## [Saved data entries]
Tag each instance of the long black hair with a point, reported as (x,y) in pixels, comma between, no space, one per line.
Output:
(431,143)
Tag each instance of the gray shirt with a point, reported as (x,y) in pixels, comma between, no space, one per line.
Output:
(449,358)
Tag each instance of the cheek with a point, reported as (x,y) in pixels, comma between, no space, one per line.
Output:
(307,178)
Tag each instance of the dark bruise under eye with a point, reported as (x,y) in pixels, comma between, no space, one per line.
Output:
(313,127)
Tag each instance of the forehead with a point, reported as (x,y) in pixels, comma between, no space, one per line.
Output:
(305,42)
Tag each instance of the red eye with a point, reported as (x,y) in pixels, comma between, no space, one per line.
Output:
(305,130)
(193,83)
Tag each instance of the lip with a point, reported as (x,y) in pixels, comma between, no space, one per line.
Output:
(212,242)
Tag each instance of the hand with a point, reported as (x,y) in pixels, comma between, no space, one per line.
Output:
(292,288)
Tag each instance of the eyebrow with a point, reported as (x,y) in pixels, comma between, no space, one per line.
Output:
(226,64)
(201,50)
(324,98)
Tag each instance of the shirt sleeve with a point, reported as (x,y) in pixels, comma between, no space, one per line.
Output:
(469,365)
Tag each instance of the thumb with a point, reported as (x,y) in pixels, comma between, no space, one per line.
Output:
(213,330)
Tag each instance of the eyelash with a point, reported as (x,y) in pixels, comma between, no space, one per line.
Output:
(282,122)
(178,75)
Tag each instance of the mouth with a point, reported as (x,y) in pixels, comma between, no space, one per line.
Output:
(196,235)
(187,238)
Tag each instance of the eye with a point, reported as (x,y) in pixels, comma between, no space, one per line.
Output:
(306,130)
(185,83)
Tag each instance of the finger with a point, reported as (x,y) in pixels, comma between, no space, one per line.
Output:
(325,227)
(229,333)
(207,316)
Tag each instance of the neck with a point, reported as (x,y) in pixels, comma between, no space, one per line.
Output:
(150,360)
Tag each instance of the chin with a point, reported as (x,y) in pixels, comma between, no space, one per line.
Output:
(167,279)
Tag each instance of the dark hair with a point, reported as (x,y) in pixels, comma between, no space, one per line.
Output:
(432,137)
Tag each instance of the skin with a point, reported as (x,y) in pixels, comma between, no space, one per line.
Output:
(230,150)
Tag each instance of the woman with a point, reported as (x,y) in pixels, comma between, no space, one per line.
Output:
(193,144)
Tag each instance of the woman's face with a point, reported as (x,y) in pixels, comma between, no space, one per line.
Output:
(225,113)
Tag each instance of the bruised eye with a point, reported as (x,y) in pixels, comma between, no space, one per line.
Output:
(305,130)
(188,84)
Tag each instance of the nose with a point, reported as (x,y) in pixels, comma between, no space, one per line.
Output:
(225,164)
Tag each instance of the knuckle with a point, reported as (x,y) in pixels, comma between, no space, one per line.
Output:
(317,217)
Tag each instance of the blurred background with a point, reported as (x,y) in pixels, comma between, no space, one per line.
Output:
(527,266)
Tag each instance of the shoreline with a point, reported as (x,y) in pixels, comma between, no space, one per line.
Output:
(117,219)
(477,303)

## [WORK INSTRUCTIONS]
Every entry must be output again, exactly as written above.

## [EXERCISE OUTPUT]
Tag each instance of the long black hair with a point, reported as (x,y) in pixels, comma between, no space, one per line.
Output:
(431,143)
Tag each instance of the gray shirt with a point, reported as (x,y) in pixels, comma between, no space, one per line.
Output:
(449,358)
Tag each instance of the cheek with a point, reported as (x,y) in pixels, comma between, no space, one per line.
Output:
(307,178)
Tag each instance of the dark bruise under eye with a point, reported as (x,y) in pixels, comma between, no space, one per line.
Output:
(313,127)
Tag each instance of the forehead with a point, reported as (x,y) in pixels, comma between, no space, one per line.
Output:
(305,42)
Tag each instance of the red eye with a point, reported as (x,y) in pixels, comma between, no space, one per line.
Output:
(305,130)
(193,83)
Tag each instance of the lip with a point, reported as (x,y) in pixels, comma between, no space, one per line.
Output:
(212,242)
Tag each instance of the hand with a point, reported as (x,y) in pixels, comma between, no space, one per line.
Output:
(292,288)
Tag each instance of the eyebrow with a point, reported as (x,y) in pixels, comma between, no space, one per line.
Output:
(226,64)
(201,50)
(324,98)
Tag each instance of the shirt sleeve with a point, reported as (x,y) in pixels, comma between, no space, one per line.
Output:
(469,365)
Tag each instance of the thumb with a point, reported as (x,y) in pixels, comma between, no space, one per line.
Output:
(213,330)
Tag each instance of the eyelash with a point, reported as (x,y) in pixels, comma between, no space, one per line.
Output:
(282,122)
(178,75)
Tag each instance of the mouth with a point, reported as (x,y) in pixels, comma between, no space, one per line.
Output:
(196,235)
(187,238)
Tag each instance of the eye with a point, reported as (x,y) in pixels, comma between, no space, one per line.
Output:
(306,130)
(185,83)
Tag each instance of the finger with a point, reported as (x,y) in pixels, comma between, no space, one per line.
Output:
(325,227)
(229,333)
(207,316)
Tag each instance of the neck with a point, reported as (x,y) in pixels, comma between, no space, one per line.
Output:
(150,360)
Tag each instance of the chin with a point, reported as (x,y) in pixels, comma between, no space, one per line.
Output:
(167,279)
Tag each instance of the dark hair with a point, reported as (x,y) in pixels, comma between, no space, one per line.
Output:
(432,137)
Tag each instance of the skin with a point, reported as (x,y) in pixels, comma between, no space, one per line.
Output:
(230,150)
Tag each instance of the woman with a point, reported as (x,y) in pixels, comma between, no space, one per line.
Output:
(193,144)
Tag each instance of the woman's face with a point, reported as (x,y) in pixels, comma between, no space, one per line.
Output:
(225,113)
Tag each instance of the bruised eye with a point, reported as (x,y) in pixels, comma between, no space, one per line.
Output:
(305,130)
(188,84)
Tag each instance of the nose with a point, reported as (x,y) in pixels, comma between, no space, one per line.
Output:
(225,164)
Tag each instance of the knuckle with a point, reported as (x,y) in pixels, comma between, no space, one per line.
Output:
(317,217)
Tag each instance of the blurred background with a point, reported as (x,y) in pixels, comma between, no space, one per line.
Output:
(527,266)
Tag each instance of the shoreline with a point, reported as (x,y) in pixels, comma between, no space, one per line.
Output:
(117,219)
(477,303)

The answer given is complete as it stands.